◆ **STATED TASK**
Below are some entries. Return exactly the lines from the one with "For practice, label the man's" through the final line, leaving out any pictures.

::::::::::

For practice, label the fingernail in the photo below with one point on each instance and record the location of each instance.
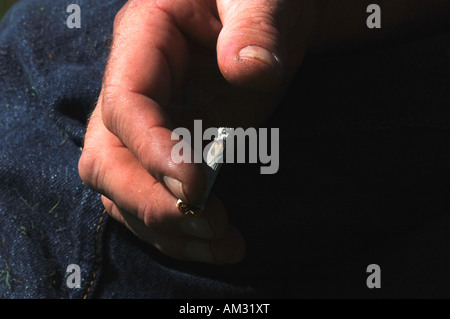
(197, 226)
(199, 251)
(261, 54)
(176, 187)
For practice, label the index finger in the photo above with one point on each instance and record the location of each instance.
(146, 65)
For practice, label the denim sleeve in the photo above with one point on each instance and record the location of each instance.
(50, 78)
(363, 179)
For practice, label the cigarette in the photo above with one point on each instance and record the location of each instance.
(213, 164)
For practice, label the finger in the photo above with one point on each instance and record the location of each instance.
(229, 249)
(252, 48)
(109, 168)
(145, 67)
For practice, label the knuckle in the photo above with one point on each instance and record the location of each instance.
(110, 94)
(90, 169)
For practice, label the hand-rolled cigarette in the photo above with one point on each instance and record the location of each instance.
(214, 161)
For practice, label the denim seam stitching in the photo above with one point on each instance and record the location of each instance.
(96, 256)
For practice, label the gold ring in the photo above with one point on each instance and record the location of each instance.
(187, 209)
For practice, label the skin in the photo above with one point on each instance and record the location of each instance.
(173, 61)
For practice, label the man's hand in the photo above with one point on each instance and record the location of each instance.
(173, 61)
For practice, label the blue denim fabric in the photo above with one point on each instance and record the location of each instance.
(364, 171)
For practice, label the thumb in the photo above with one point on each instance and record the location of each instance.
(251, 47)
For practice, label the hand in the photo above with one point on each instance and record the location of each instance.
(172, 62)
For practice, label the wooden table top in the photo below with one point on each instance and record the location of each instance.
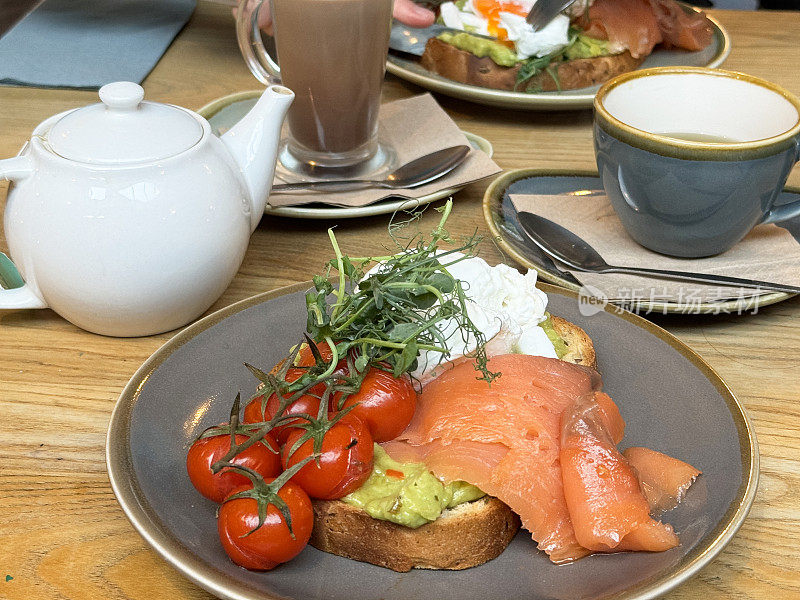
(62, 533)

::::::::::

◆ **REPLY TO THE TASK**
For practice, label the man's hand in the photo above with one point on each instance and record the location of each instance.
(173, 61)
For practice, label the blue denim fabric in the photo above with one point on each instance and record the location of each instance.
(364, 171)
For practice, label the thumb in the photo above with one point on each instance and record the location of each instance.
(251, 47)
For practice, label the hand in the photo above with one point on each instance and record the location of each instance.
(172, 62)
For practice, label the wooden table top in the photo below with one point on each instance and record the location of each instance.
(62, 533)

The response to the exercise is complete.